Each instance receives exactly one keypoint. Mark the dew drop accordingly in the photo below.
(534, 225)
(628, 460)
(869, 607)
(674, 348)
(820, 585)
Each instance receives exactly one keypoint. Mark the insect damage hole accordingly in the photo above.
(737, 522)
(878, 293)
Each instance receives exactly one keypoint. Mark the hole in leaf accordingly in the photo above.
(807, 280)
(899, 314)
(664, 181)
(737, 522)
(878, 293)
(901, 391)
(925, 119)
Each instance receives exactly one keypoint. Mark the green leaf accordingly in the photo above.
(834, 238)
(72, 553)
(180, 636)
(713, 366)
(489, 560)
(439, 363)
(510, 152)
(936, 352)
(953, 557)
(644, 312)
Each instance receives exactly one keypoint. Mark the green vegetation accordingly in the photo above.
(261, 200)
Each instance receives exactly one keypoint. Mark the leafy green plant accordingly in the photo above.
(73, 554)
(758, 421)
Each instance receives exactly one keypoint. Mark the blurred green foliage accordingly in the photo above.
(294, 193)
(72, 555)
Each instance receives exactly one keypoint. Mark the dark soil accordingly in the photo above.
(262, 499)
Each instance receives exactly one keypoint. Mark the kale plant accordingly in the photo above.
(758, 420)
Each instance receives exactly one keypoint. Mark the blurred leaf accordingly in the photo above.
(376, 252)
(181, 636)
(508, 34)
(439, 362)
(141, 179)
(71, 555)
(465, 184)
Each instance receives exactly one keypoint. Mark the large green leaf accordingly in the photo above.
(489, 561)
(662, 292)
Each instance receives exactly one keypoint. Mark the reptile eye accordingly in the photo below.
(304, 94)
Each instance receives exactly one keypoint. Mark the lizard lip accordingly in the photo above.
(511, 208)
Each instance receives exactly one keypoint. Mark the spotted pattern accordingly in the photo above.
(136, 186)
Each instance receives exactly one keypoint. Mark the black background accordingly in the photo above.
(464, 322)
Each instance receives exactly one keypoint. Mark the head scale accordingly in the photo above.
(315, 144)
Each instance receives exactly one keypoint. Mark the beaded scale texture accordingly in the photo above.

- - -

Work to complete -
Reproduce the entire listing above verbatim, line for line, with nothing omitted or altered.

Written answer -
Each instance receives exactly one keypoint. Mark the dew drop accordingly in the photo below.
(534, 225)
(628, 460)
(869, 607)
(674, 348)
(820, 585)
Each instance receives exactly one keypoint. Mark the insect damage hole accordingly in the photo above.
(737, 522)
(878, 293)
Each instance receives exactly one keypoint. Mark the hole in leaf accordingly in the photo above.
(807, 280)
(899, 314)
(664, 181)
(737, 522)
(878, 293)
(901, 391)
(925, 119)
Each instance receives exactly one keypoint. Mark the green leaf accordingly in the photo above.
(834, 238)
(72, 553)
(180, 636)
(713, 366)
(489, 560)
(439, 363)
(510, 152)
(936, 352)
(953, 557)
(644, 312)
Each instance receives exactly one keypoint. Mark the green vegetation accordingly in the photo above.
(261, 200)
Each instance receives exactly one keypoint. Mark the leafy green plant accordingly in the photo above.
(73, 554)
(758, 421)
Each instance receives exactly one keypoint. Mark the blurred green foliage accordingly in the photo above.
(294, 193)
(72, 555)
Each instance receives exactly one keypoint. Mark the dark soil accordingly in the photo above.
(262, 499)
Each instance receives exactly one keypoint. Mark the kale plant accordingly in the photo above.
(758, 420)
Each instance receives exactly one keypoint. Mark the blurred leaf accordingly in the photo above.
(376, 252)
(181, 636)
(508, 34)
(439, 362)
(141, 179)
(71, 555)
(465, 184)
Each instance receives exactly one keypoint. Mark the large green leaf accordingly in the photo above.
(489, 561)
(662, 292)
Each instance receives exactly one keypoint. Mark the reptile eye accordingly in the photo below.
(304, 94)
Each instance receives exactly one keypoint. Mark the lizard lip accordingly in the photo above.
(511, 208)
Each instance receives exactly one keypoint. Mark the spotted pattern accordingly in the photo above.
(136, 186)
Each instance receives exactly one keypoint. Mark the black background accordingly in the photo above.
(464, 322)
Each instance receives exactly one keypoint. Mark the head scale accordingly in the photo above.
(315, 144)
Each instance receives exactly one keypoint. Mark the beaded scale texture accordingly in the photo above.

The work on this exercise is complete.